**Your task:**
Please state how many lines of the items below contain the string "ceramic". Give only the number.

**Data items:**
══════════
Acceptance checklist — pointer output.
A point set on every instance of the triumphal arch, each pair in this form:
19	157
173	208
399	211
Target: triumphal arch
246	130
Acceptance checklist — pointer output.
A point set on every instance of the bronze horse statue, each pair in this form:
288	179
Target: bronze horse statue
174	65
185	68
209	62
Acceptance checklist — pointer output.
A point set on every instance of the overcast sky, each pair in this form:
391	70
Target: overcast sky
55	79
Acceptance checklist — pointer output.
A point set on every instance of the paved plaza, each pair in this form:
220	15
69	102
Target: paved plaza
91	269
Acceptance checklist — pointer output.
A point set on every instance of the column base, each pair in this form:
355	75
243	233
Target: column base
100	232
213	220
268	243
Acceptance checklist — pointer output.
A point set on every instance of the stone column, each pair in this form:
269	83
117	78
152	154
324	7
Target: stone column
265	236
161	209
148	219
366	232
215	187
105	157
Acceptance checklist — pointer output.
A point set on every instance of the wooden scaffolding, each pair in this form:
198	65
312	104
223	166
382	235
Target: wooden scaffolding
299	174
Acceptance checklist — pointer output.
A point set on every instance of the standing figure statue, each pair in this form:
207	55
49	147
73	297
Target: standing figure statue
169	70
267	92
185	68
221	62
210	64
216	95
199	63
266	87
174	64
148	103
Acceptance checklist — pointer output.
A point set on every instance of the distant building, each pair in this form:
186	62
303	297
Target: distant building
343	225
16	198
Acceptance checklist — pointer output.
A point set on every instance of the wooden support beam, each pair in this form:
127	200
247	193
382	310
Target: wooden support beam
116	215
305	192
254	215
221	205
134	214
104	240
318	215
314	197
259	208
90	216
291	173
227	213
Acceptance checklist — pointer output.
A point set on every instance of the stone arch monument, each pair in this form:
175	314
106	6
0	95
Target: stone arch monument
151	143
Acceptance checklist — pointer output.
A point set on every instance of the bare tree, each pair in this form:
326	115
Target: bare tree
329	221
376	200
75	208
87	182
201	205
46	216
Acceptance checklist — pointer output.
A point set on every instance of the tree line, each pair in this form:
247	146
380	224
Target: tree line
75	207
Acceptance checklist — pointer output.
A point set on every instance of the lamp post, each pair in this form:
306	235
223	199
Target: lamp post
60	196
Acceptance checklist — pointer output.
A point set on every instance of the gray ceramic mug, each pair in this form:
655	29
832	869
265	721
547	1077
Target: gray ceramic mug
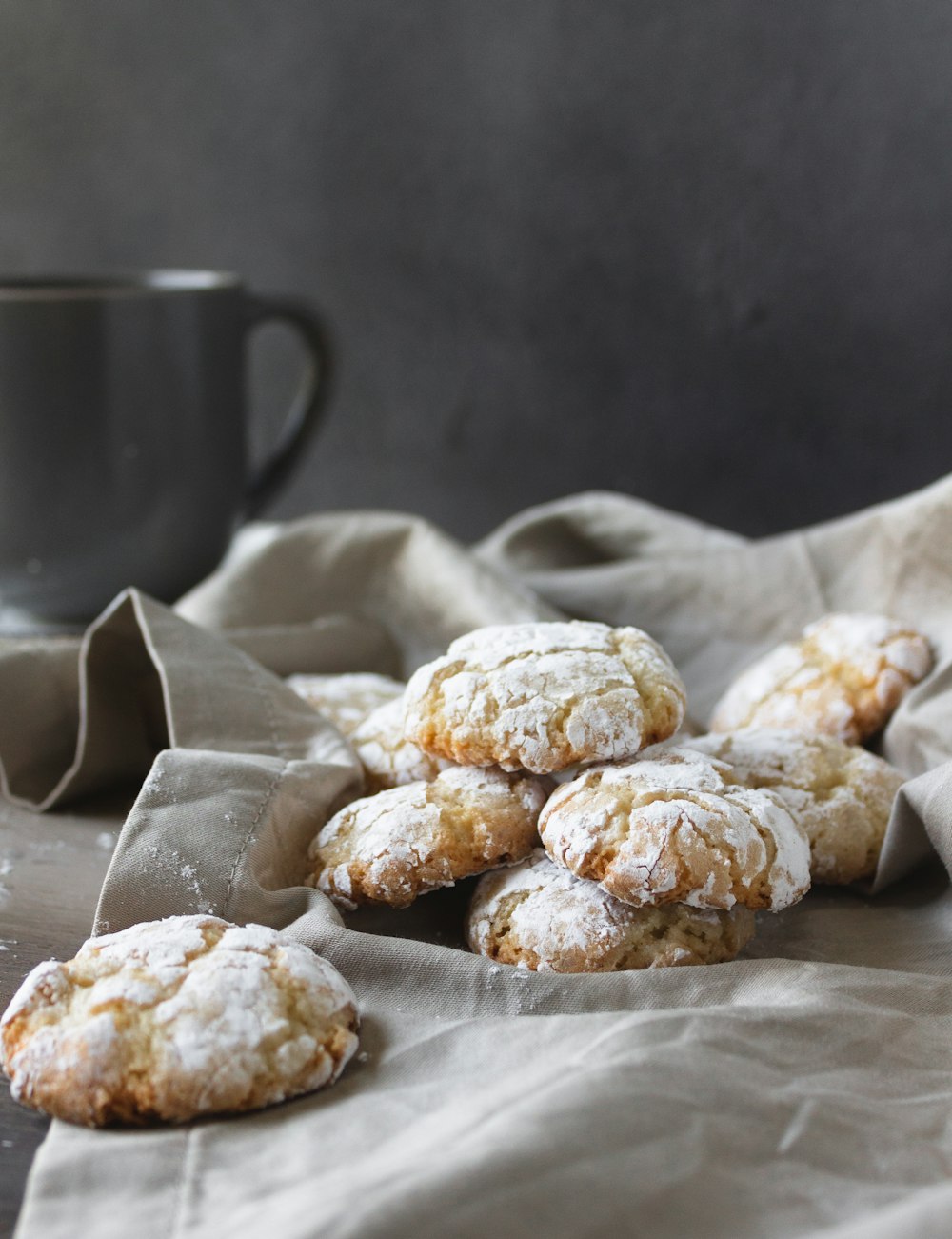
══════════
**Complete answer:**
2